(Do this): Scale the bounding box coordinates in the answers to the lines below by 1.8, rounding each to a whole number with halves going up. Write out every line in full, and leave the wording and the sample arrays in the format lines unchanged.

(Given information):

______

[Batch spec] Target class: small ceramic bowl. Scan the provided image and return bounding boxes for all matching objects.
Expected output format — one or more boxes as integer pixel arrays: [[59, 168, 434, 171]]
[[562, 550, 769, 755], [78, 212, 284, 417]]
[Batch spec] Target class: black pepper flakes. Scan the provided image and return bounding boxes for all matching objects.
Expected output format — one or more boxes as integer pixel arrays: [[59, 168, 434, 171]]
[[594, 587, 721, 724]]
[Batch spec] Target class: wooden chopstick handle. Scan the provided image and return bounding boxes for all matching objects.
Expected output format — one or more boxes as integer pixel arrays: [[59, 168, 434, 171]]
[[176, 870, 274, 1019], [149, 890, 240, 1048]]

______

(Expected output):
[Batch spec] Target class: small ceramic bowl. Scan the provided image and return bounding boxes for all matching objects.
Expected output format — one or more boxes as integer pixel arrays: [[59, 168, 434, 171]]
[[1012, 990, 1384, 1359], [140, 382, 511, 751]]
[Batch spec] Target class: black pepper flakes. Scan the provided image and return bounding boxes for all matching objects.
Expected output format — one or more boxes as integer pixel arrays: [[59, 168, 434, 171]]
[[1069, 1057, 1298, 1303]]
[Batch spec] Target class: wooden chopstick handle. Scan the provided image and return bounding boxes for all matching objects.
Expected output format — one or more boxes as integer pixel arrays: [[59, 168, 434, 171]]
[[317, 1566, 493, 1834], [268, 1602, 432, 1886]]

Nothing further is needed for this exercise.